Your task =
Gather every line in the rows below that contains the word "tabletop", matching case exactly.
★ ★ ★ ★
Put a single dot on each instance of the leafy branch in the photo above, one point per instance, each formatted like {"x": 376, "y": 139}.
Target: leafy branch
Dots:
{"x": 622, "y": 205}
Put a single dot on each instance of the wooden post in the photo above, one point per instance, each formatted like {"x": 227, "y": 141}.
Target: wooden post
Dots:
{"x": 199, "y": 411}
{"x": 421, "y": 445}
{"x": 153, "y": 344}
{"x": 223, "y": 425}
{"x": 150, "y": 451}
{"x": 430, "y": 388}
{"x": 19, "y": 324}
★ ★ ★ ★
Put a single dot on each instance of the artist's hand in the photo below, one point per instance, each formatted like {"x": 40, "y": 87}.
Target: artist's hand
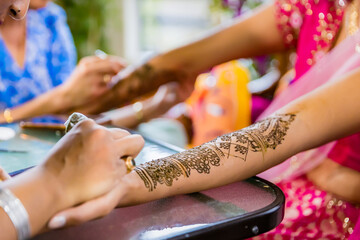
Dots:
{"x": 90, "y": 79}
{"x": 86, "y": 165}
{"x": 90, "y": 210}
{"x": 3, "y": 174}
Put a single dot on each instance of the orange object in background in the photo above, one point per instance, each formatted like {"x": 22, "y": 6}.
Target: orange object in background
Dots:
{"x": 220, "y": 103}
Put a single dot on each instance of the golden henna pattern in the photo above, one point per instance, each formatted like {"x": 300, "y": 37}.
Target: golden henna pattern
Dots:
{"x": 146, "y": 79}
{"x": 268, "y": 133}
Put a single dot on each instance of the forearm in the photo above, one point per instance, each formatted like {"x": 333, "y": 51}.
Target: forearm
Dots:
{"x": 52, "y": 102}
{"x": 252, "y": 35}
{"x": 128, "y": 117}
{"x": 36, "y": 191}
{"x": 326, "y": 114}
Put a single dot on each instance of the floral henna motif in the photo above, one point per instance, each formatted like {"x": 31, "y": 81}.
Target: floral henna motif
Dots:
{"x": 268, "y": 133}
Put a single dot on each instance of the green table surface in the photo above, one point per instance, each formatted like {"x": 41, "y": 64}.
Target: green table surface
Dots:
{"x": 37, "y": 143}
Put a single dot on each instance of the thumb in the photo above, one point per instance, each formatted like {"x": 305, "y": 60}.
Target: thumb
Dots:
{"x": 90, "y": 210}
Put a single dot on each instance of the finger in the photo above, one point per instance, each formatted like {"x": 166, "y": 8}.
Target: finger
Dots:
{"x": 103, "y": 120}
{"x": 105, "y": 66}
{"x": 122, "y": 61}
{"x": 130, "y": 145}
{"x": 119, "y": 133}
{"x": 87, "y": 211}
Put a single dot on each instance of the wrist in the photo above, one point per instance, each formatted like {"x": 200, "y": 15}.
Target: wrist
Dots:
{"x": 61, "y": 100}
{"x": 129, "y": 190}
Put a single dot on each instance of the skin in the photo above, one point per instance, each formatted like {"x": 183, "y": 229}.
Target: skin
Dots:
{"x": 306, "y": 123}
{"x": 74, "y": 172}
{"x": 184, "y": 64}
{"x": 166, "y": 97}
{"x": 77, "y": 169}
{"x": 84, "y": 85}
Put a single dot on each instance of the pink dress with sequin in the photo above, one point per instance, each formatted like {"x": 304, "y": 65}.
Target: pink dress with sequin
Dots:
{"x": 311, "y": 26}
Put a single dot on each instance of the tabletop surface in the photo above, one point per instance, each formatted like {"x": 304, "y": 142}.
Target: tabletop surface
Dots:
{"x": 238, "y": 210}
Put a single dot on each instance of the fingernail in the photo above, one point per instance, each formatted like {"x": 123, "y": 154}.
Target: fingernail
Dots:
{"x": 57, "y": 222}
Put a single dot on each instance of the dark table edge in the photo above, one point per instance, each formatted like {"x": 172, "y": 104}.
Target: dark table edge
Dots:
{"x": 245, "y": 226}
★ ★ ★ ★
The answer =
Put a single dot on each instance of the tabletop surface in the photo above, one point per instance, each formatted like {"x": 304, "y": 142}.
Target: tabletop surface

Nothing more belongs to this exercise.